→ Activity
In the data that follows, how many lines contain the word "where"? Give only that number.

__________________________________________________

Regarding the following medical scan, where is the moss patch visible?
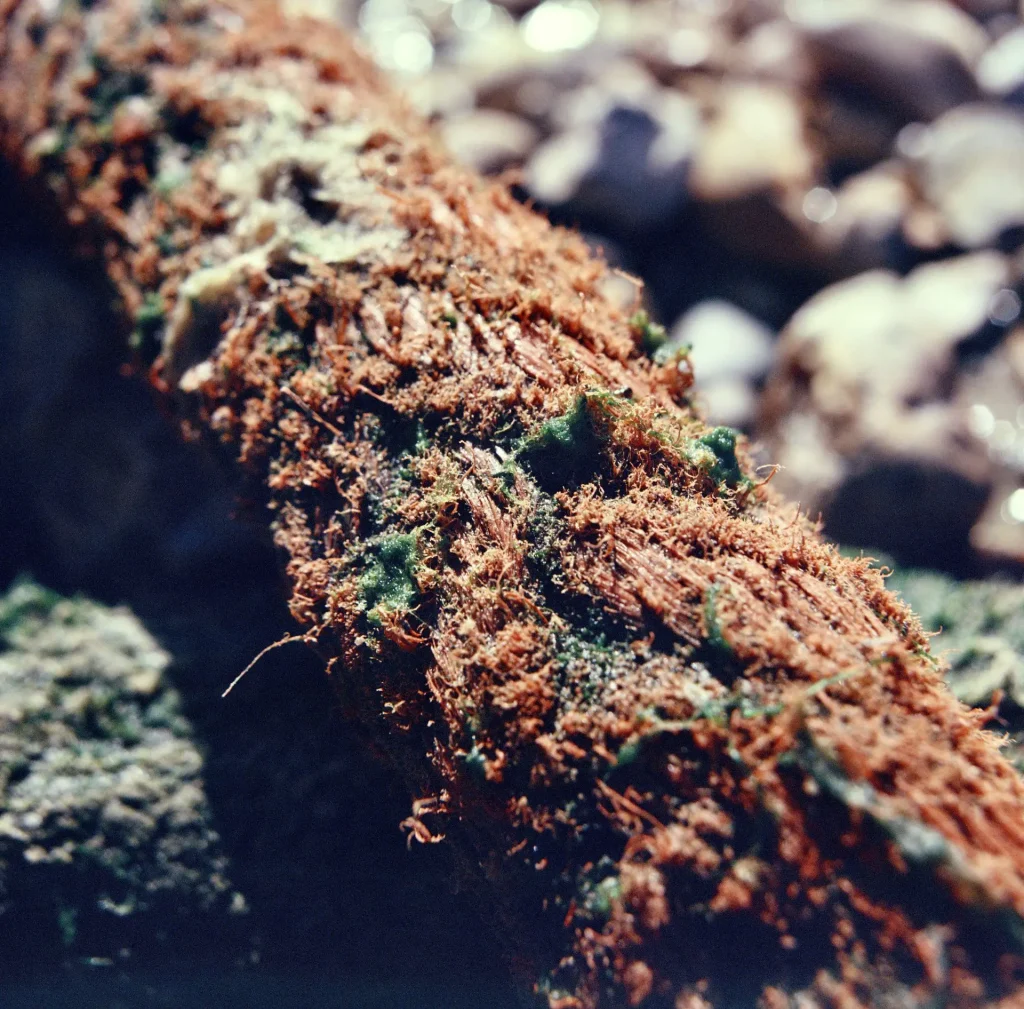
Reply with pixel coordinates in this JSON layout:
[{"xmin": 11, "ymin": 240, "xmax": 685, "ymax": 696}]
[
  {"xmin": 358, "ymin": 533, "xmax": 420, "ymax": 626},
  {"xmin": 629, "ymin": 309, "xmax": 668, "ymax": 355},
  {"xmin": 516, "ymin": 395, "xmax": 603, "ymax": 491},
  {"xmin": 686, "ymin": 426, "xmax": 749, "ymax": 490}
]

__________________________________________________

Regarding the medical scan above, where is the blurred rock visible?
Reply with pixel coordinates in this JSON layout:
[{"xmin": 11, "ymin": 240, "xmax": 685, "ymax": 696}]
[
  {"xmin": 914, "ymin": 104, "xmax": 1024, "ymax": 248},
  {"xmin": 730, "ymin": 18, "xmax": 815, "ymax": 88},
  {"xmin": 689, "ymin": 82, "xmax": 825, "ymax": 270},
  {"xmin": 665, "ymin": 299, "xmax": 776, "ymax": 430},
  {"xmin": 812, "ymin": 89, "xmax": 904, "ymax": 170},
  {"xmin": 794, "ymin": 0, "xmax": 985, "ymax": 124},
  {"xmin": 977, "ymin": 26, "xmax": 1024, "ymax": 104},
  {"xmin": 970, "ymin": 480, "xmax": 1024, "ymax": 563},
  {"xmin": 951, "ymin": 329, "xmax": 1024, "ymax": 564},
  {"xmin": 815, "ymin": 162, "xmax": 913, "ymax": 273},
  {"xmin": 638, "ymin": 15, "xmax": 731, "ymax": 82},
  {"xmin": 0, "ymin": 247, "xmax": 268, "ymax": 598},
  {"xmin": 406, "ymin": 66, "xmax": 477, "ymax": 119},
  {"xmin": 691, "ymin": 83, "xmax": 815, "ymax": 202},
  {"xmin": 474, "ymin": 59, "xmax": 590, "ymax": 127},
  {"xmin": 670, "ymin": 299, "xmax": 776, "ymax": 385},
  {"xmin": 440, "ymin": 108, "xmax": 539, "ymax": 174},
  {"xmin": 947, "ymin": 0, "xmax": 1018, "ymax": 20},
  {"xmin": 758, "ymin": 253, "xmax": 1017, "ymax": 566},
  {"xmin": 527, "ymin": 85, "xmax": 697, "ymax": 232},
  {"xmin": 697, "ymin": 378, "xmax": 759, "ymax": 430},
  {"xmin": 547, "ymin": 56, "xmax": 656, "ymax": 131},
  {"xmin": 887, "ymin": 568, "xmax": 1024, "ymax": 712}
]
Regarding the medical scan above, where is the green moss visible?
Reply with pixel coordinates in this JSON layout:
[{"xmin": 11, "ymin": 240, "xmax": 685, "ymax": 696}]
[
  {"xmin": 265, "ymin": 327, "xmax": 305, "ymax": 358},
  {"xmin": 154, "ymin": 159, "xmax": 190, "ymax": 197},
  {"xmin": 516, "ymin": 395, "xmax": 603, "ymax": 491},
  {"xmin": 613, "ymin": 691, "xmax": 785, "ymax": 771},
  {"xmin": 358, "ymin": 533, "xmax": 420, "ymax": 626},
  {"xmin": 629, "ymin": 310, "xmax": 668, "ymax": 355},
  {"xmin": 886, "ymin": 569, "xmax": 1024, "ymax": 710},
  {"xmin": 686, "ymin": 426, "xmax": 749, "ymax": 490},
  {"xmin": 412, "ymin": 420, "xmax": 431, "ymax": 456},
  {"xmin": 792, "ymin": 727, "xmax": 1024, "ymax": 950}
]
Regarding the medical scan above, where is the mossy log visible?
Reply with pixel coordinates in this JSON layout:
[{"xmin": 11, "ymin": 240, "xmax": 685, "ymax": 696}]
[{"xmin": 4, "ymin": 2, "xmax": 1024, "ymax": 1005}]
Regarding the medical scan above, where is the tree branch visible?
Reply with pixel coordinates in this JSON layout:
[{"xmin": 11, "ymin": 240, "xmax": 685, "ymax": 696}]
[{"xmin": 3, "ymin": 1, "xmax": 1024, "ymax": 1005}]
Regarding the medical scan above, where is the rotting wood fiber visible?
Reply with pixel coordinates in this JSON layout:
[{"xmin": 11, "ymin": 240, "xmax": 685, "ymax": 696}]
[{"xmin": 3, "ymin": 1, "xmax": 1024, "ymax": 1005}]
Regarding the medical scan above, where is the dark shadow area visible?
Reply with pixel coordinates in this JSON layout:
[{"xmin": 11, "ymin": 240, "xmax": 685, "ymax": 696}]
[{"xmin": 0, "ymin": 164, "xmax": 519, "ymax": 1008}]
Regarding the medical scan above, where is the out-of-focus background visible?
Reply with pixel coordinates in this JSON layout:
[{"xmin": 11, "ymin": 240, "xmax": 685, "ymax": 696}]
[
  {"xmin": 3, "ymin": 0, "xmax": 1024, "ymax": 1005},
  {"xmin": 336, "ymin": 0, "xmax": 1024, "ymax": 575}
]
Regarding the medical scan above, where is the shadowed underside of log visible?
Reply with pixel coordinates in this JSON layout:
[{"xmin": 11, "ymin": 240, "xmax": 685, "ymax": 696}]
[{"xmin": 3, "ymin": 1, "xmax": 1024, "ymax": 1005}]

__________________________________________________

→ Exercise result
9